**Required action**
Check every line of the material for the word "white". Copy those that have it.

**Data for processing**
[Start of section]

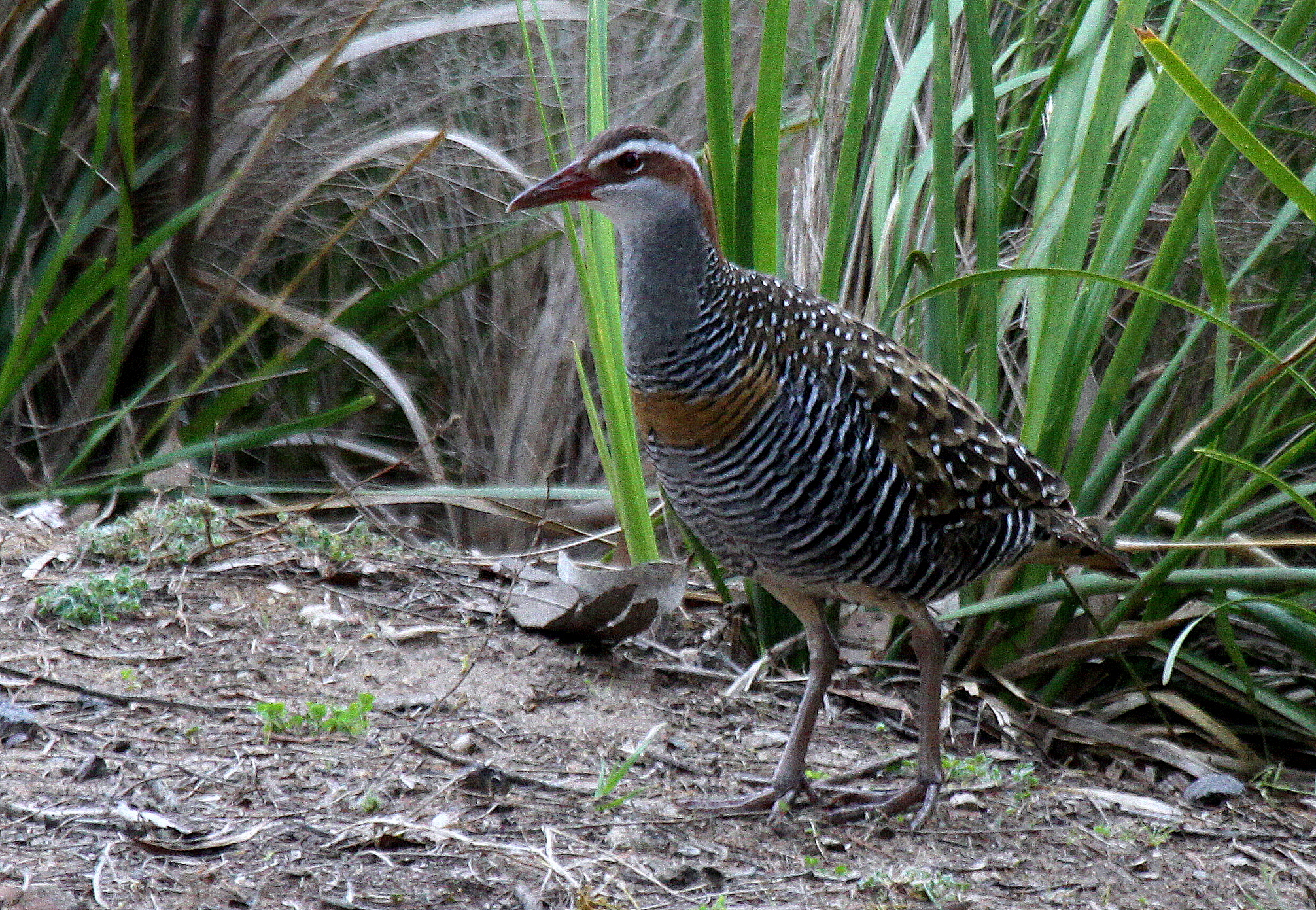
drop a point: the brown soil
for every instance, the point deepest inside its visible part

[End of section]
[Start of section]

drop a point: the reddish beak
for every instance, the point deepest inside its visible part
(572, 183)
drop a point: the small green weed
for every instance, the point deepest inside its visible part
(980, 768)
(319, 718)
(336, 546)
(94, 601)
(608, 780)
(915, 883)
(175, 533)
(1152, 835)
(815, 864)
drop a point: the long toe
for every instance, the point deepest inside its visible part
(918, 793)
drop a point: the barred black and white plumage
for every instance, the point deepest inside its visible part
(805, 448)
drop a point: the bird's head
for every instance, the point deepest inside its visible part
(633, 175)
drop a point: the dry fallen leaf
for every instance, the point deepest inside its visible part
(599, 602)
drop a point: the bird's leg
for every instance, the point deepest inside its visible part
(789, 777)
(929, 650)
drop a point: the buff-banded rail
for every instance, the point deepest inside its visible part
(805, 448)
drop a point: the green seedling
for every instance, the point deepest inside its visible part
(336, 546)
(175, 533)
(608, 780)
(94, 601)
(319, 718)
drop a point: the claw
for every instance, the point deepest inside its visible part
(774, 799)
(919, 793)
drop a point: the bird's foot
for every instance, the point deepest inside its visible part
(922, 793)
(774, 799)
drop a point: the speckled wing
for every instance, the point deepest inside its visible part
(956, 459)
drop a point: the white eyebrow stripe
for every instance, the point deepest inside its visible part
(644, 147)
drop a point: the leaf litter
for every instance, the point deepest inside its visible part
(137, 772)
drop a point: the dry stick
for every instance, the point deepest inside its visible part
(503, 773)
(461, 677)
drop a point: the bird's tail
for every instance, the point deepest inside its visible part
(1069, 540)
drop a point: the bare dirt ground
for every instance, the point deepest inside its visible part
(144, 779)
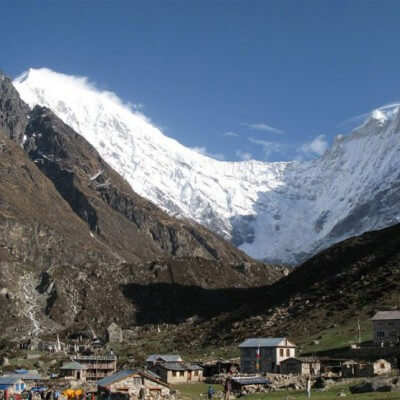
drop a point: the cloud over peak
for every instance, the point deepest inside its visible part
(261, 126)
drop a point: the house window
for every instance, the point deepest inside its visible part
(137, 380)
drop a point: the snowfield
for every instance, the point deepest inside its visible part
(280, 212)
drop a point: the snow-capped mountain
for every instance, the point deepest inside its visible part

[End of section]

**Reply to the exercise**
drop a point: the barred black and white plumage
drop a point: the white eyebrow stripe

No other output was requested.